WRITTEN INSTRUCTION:
Copy the records below, word for word, from their start through the line that contains "pixel 192 197", including that line, and omit the pictures from your copy.

SUPPLIED DATA:
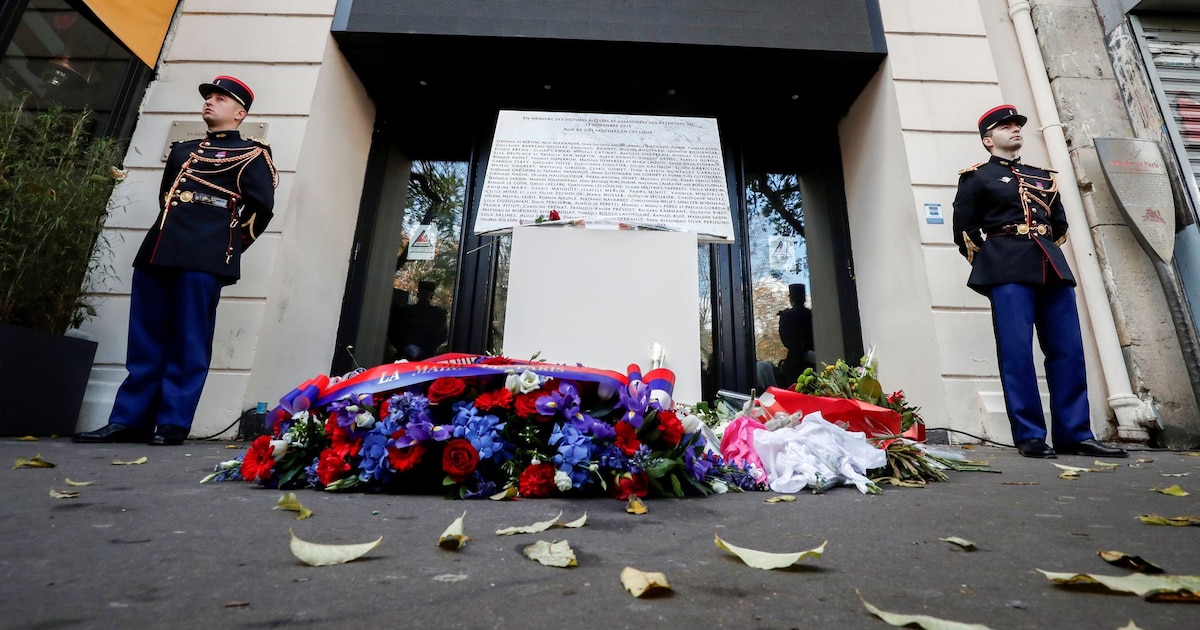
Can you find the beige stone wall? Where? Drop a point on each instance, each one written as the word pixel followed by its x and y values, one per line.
pixel 904 142
pixel 319 123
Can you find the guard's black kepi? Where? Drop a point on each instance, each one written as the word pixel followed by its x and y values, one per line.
pixel 1000 114
pixel 232 87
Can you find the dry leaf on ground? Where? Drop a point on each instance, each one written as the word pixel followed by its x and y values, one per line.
pixel 767 561
pixel 317 555
pixel 454 539
pixel 963 543
pixel 923 621
pixel 1134 563
pixel 33 462
pixel 557 553
pixel 289 502
pixel 1152 587
pixel 1176 521
pixel 640 582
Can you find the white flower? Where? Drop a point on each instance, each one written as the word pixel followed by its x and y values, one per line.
pixel 364 419
pixel 522 383
pixel 562 480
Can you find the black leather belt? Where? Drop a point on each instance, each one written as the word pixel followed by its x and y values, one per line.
pixel 1021 229
pixel 192 197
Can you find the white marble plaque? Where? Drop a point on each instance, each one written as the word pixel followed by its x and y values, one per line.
pixel 655 172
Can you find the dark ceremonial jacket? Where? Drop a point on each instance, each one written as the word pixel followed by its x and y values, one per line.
pixel 1008 223
pixel 217 196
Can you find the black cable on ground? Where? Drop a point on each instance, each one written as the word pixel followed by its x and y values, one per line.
pixel 1126 447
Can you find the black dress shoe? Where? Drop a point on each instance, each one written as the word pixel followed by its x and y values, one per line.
pixel 1095 449
pixel 1037 448
pixel 168 436
pixel 111 433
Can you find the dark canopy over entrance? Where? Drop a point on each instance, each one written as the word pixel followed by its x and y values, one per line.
pixel 778 76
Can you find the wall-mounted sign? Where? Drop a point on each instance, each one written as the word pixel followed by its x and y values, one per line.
pixel 934 214
pixel 663 172
pixel 190 130
pixel 1137 174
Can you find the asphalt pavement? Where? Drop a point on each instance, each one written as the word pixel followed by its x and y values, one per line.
pixel 145 545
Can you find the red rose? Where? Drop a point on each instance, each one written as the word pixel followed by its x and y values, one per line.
pixel 526 406
pixel 628 485
pixel 491 401
pixel 258 463
pixel 671 427
pixel 331 467
pixel 537 481
pixel 460 459
pixel 405 460
pixel 445 389
pixel 627 438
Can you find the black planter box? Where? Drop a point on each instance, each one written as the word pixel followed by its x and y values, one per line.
pixel 42 377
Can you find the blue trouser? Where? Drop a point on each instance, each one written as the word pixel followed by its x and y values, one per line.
pixel 1017 310
pixel 172 321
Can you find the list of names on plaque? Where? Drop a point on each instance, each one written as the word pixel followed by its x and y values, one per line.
pixel 648 171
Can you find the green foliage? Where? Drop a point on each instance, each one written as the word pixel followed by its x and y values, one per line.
pixel 861 382
pixel 55 183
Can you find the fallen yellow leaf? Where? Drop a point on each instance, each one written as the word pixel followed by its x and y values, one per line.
pixel 767 561
pixel 1175 587
pixel 33 462
pixel 454 539
pixel 640 582
pixel 924 621
pixel 963 543
pixel 289 502
pixel 1176 521
pixel 557 553
pixel 1134 563
pixel 1174 491
pixel 315 555
pixel 508 493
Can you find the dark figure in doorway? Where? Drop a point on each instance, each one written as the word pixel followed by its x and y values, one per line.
pixel 424 325
pixel 796 333
pixel 1009 223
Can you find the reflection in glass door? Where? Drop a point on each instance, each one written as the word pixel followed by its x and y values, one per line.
pixel 779 279
pixel 426 262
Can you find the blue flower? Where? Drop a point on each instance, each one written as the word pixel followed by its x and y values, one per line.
pixel 574 453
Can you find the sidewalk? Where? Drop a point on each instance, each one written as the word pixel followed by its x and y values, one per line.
pixel 148 546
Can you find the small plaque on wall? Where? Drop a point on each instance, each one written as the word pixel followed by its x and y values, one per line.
pixel 190 130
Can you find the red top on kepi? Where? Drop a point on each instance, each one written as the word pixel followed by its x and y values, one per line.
pixel 999 114
pixel 232 87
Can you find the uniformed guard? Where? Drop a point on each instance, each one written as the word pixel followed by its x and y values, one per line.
pixel 217 195
pixel 1009 223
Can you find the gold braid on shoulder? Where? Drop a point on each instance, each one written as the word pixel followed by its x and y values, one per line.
pixel 971 247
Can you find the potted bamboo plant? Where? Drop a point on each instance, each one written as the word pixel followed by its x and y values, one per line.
pixel 55 187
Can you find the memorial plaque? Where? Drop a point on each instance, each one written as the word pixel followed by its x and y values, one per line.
pixel 651 172
pixel 1137 174
pixel 191 130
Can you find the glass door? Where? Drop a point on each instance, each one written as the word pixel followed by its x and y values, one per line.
pixel 779 279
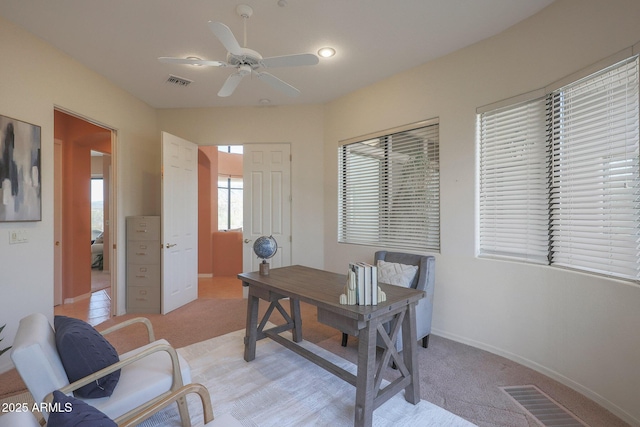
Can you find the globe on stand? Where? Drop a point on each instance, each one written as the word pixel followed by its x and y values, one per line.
pixel 265 248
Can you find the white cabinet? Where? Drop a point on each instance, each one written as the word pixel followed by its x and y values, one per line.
pixel 143 264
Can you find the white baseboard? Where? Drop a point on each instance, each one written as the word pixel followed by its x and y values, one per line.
pixel 615 409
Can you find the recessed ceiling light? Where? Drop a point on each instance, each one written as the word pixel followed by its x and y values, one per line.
pixel 327 52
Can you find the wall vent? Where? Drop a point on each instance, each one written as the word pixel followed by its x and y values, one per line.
pixel 179 81
pixel 545 410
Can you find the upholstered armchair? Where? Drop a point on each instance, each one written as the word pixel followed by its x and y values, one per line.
pixel 146 375
pixel 424 280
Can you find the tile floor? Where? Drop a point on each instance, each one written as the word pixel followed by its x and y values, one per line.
pixel 97 308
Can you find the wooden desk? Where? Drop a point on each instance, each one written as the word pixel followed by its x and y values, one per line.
pixel 323 289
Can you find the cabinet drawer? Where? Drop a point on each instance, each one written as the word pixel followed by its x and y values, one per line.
pixel 143 252
pixel 143 275
pixel 143 299
pixel 143 228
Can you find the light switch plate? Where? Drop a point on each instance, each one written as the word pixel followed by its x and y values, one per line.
pixel 17 236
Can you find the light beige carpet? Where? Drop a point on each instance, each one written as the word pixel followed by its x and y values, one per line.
pixel 280 388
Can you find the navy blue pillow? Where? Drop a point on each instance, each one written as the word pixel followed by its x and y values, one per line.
pixel 83 351
pixel 71 412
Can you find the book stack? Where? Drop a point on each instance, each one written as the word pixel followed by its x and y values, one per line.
pixel 362 285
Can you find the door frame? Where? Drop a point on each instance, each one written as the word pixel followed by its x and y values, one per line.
pixel 113 216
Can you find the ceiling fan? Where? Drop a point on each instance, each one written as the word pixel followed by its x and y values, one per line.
pixel 247 61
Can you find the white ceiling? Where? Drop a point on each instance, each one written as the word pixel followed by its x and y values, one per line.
pixel 122 39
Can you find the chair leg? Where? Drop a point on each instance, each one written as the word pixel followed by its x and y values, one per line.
pixel 425 341
pixel 183 409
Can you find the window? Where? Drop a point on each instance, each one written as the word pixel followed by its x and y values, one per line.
pixel 97 207
pixel 559 176
pixel 229 203
pixel 230 187
pixel 389 189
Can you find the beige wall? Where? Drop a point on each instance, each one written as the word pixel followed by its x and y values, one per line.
pixel 35 78
pixel 578 328
pixel 301 126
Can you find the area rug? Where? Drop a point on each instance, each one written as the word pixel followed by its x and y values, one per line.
pixel 280 388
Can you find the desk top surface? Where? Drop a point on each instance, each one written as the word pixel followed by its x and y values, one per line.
pixel 323 288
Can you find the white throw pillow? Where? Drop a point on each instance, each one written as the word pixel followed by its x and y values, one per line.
pixel 396 274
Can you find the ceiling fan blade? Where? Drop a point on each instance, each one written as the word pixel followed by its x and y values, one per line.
pixel 278 84
pixel 226 37
pixel 290 60
pixel 186 61
pixel 230 84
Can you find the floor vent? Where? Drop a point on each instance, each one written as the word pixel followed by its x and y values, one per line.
pixel 541 407
pixel 178 81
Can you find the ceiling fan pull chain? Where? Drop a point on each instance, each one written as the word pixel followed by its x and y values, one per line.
pixel 244 19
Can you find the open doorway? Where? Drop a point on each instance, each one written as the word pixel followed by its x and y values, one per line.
pixel 83 152
pixel 220 211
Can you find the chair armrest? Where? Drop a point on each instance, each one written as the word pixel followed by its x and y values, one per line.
pixel 130 322
pixel 176 384
pixel 199 389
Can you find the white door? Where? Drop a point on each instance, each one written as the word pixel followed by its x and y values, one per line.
pixel 179 221
pixel 267 202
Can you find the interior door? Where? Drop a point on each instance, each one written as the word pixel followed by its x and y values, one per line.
pixel 57 219
pixel 179 222
pixel 267 202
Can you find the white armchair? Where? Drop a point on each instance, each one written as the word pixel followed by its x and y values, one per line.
pixel 147 374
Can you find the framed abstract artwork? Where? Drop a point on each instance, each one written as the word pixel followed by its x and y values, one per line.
pixel 20 186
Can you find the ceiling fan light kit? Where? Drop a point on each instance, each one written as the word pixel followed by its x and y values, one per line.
pixel 246 61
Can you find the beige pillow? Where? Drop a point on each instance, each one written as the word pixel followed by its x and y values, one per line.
pixel 396 274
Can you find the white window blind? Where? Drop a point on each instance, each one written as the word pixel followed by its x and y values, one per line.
pixel 514 211
pixel 595 221
pixel 389 190
pixel 559 176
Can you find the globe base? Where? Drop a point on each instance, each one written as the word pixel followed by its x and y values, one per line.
pixel 264 268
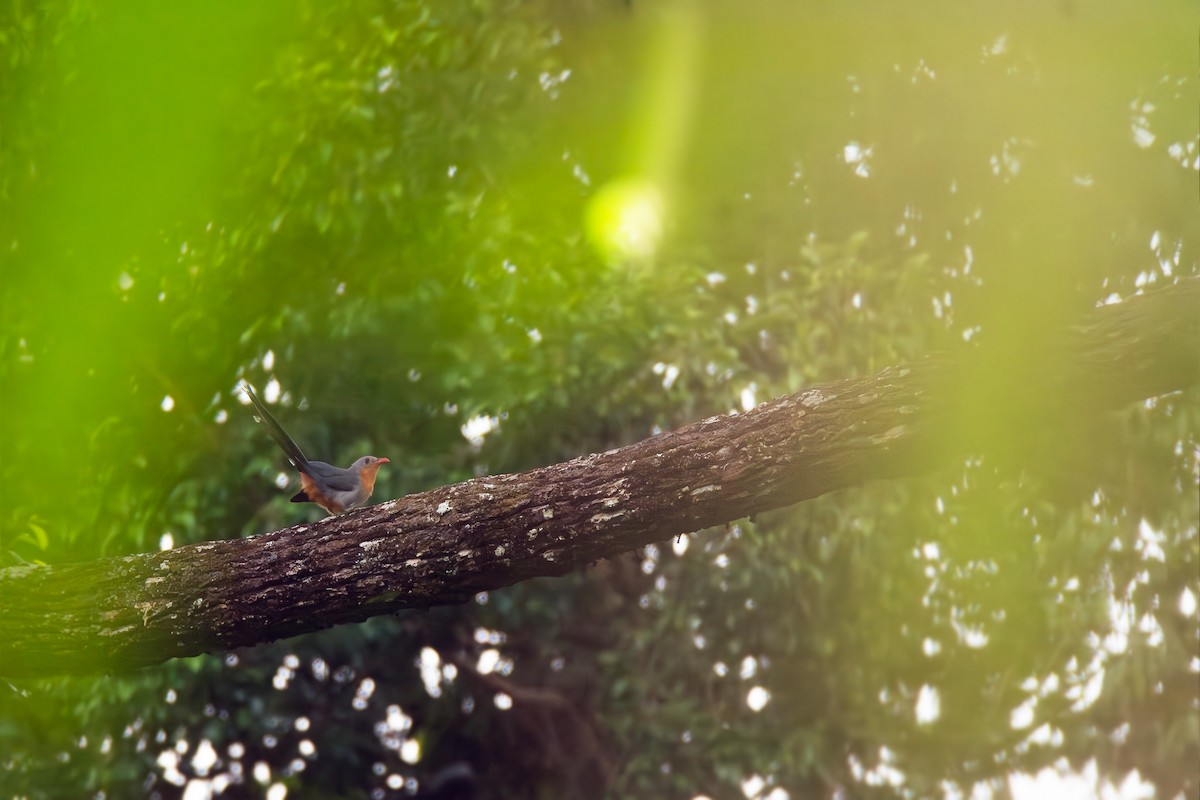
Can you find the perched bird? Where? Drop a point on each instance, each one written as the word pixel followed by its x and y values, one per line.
pixel 333 488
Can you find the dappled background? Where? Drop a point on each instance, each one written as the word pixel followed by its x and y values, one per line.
pixel 483 236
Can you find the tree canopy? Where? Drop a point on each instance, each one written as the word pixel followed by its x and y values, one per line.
pixel 480 238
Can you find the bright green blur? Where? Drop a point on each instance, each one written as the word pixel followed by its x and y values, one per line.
pixel 588 222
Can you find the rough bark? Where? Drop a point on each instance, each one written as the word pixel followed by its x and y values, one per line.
pixel 445 545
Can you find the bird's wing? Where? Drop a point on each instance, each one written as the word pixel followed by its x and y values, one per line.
pixel 334 479
pixel 273 426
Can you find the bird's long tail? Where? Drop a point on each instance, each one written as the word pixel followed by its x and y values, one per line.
pixel 273 426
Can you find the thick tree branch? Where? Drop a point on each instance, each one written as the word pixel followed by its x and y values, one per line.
pixel 444 546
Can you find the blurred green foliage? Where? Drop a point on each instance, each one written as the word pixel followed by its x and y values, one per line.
pixel 383 206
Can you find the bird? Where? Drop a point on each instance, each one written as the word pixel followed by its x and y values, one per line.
pixel 333 488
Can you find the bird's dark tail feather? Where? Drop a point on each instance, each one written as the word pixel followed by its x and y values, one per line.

THE ANSWER:
Can you find the beige stone wall? Where? Drop a point on each instance, each one written as the word pixel followed by its x and y values, one per line.
pixel 904 142
pixel 319 123
Can you find the guard's black kepi? Where? Drop a point on each instance, each one written as the word pixel followed by its x and y values, one per line.
pixel 1000 114
pixel 232 87
Can you find the dry leaf on ground? Where? Drop a point on each instance, each one written as the word pixel followed by its x and y values, one per line.
pixel 767 561
pixel 317 555
pixel 454 539
pixel 963 543
pixel 923 621
pixel 1134 563
pixel 33 462
pixel 557 553
pixel 289 502
pixel 1152 587
pixel 1176 521
pixel 640 582
Can you find the white flower? Where? Drop a point on each instance, each one written as the word pixel followed by its x and y values, one per line.
pixel 364 419
pixel 522 383
pixel 562 480
Can you find the black leather belt? Where? Drop a point on each instance, each one written as the word pixel followed by its x and y values, one per line.
pixel 1021 229
pixel 192 197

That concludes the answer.